**PROMPT A:** Could you write out the plot summary from "Sandy informs Justin" to "Three Bees' tests."?
**PROMPT B:** Can you condense the plot summary's paragraph beginning "After Tessa's burial" into fewer words while keeping its main facts?
DOCUMENT PASSAGE Start Marker
Tessa and Arnold connect recent local deaths to drug trials being conducted by the Kenyan-based company Three Bees using the drug Dypraxa. They write a damaging report on the drug and Tessa gives it to Justin's colleague Sandy Woodrow, the British High Commissioner, who sends it to Sir Bernard Pellegrin, head of the Africa Desk at the Foreign Office. Pellegrin responds with an incriminating letter to Sandy, which Tessa persuades him to show her, and she steals it before departing for Lokichogio with Arnold.
Sandy informs Justin that a white woman and black driver have been killed near Lake Turkana, and that Tessa and Arnold shared a room at Lodwar before hiring a car. Justin and Sandy identify Tessa's mutilated body, but Arnold's whereabouts remain unknown. Police confiscate Tessa's computer and files, but Justin finds her keepsake box, containing a letter from Sandy declaring his love for her and asking her to return Pellegrin's letter, and records of Three Bees' tests.
After Tessa's burial, Justin learns from his colleague Ghita that Tessa kept Arnold's secret that he was gay, as homosexuality is illegal in Kenya. Pursuing the truth about his wife's murder, he follows the trail of her report. Justin is briefly detained by police and confronts Three Bees' CEO Kenny Curtiss, but receives no answers.
Returning to London, Justin's passport is confiscated. He dines with Pellegrin, who lies that Arnold must have murdered Tessa, and believes that Justin has his incriminating letter. Justin meets with Tessa's cousin and lawyer Ham, and they access her computer files to reveal her investigation into Dypraxa and its manufacturer, Swiss - Canadian pharmaceutical conglomerate KDH, which hired Three Bees to test the drug on unsuspecting Kenyans as a treatment for tuberculosis.
Justin receives a threatening note and Ham provides him with a fake passport to travel to Germany to meet with Tessa's contact Birgit. She is part of a pharmaceutical watchdog group and is reluctant to speak due to the targeting of her group. Justin is attacked in his hotel room and warned to stop investigating. Arnold's body is found having been tortured to death, while the announcement of a safe Dypraxa causes KDH's share price to soar.
DOCUMENT PASSAGE End Marker
ENTRIES PROVIDED Start Marker
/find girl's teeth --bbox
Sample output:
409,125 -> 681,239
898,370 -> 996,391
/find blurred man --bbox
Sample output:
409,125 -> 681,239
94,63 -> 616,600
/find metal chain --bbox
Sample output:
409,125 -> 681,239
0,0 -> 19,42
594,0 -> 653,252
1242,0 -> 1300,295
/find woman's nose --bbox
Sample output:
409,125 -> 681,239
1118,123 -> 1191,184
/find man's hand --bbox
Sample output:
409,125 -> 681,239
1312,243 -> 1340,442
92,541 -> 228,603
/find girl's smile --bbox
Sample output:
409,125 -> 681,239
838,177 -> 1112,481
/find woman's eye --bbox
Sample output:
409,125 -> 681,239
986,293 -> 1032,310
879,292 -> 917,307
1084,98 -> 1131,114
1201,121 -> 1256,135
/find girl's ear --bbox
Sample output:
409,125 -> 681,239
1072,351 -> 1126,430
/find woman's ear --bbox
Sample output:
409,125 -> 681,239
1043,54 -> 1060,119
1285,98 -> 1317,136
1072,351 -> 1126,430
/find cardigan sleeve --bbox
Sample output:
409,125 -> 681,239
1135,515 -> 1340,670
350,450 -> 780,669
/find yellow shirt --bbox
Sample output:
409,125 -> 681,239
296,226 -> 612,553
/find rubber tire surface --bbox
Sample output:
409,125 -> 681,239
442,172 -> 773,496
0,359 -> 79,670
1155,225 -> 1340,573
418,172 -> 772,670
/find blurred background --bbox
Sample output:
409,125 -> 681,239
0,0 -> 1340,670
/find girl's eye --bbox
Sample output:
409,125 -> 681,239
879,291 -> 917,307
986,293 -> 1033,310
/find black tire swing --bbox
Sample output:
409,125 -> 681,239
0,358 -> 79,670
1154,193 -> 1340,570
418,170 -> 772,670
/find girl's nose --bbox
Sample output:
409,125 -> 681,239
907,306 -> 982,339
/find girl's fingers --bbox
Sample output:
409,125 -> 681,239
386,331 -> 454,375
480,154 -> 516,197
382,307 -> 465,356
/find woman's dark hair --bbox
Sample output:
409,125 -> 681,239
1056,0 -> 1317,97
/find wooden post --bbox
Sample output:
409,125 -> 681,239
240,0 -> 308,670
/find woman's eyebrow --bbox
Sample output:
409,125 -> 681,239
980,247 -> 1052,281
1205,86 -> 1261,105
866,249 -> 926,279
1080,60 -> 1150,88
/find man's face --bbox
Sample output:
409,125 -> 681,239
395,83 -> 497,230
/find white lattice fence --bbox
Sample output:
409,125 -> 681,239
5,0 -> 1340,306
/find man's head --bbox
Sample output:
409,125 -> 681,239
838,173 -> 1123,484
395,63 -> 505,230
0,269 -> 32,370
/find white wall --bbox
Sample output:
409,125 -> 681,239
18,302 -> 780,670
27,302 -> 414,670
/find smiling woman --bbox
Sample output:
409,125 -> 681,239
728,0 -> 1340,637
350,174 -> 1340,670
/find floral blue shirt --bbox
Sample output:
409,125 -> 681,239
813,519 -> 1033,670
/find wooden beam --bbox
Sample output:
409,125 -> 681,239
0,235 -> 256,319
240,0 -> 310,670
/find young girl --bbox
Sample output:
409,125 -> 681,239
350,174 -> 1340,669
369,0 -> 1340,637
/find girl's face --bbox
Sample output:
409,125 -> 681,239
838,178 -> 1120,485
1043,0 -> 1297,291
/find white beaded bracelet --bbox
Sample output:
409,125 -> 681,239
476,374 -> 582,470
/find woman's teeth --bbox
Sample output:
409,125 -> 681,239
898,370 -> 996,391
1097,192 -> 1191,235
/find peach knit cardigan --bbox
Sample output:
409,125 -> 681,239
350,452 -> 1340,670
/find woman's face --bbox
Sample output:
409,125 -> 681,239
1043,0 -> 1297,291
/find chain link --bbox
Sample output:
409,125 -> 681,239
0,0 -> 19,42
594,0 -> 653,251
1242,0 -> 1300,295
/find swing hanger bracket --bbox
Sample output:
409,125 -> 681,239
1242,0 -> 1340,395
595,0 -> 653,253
ENTRIES PROVIDED End Marker
**WORKED SOLUTION A:**
Sandy informs Justin that a white woman and black driver have been killed near Lake Turkana, and that Tessa and Arnold shared a room at Lodwar before hiring a car. Justin and Sandy identify Tessa's mutilated body, but Arnold's whereabouts remain unknown. Police confiscate Tessa's computer and files, but Justin finds her keepsake box, containing a letter from Sandy declaring his love for her and asking her to return Pellegrin's letter, and records of Three Bees' tests.

**WORKED SOLUTION B:** After Tessa's burial, Ghita tells Justin that Tessa had kept Arnold's secret that he was gay, because homosexuality is illegal in Kenya. Investigating his wife's murder, Justin follows the trail of her report. He is briefly detained by police and confronts Three Bees' CEO, Kenny Curtiss, but gets no answers.